> Exercise instructions:
The reply should hold only the lines below from the one with "Can you find the dense" to the end, each copied exactly.

(Referring expression data)
--- START ---
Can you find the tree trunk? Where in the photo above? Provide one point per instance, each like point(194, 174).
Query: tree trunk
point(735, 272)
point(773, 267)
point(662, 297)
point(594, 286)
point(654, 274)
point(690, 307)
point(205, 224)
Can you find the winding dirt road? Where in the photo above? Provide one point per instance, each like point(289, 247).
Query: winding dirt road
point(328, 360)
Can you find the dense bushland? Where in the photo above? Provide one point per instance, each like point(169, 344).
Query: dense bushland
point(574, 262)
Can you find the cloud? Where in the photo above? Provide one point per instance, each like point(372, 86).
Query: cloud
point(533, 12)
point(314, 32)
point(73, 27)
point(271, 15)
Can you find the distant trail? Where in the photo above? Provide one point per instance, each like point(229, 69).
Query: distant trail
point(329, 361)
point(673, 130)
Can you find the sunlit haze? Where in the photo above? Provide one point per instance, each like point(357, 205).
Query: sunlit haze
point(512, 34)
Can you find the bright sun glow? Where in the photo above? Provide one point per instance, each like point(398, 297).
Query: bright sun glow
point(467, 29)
--- END ---
> Expected answer:
Can you find the dense bushland? Where in the photo above? Provide one point per instance, each like point(169, 344).
Query: dense bushland
point(574, 262)
Can you find the cloud? Where in the photo above? Provide one point per instance, each like point(372, 86).
Query: cloud
point(533, 12)
point(314, 32)
point(73, 27)
point(271, 15)
Can you find the distant trail? Where in the photo above? Provide one point per instance, each like point(229, 69).
Query: distant trail
point(329, 361)
point(673, 130)
Can you find the sunlit haze? Where in the photo above? Provide one point per instance, each like point(357, 205).
Query: sunlit haze
point(512, 34)
Can you find the bright sun glow? Where in the photo above? Provide one point per instance, each like point(398, 297).
Query: bright sun glow
point(467, 29)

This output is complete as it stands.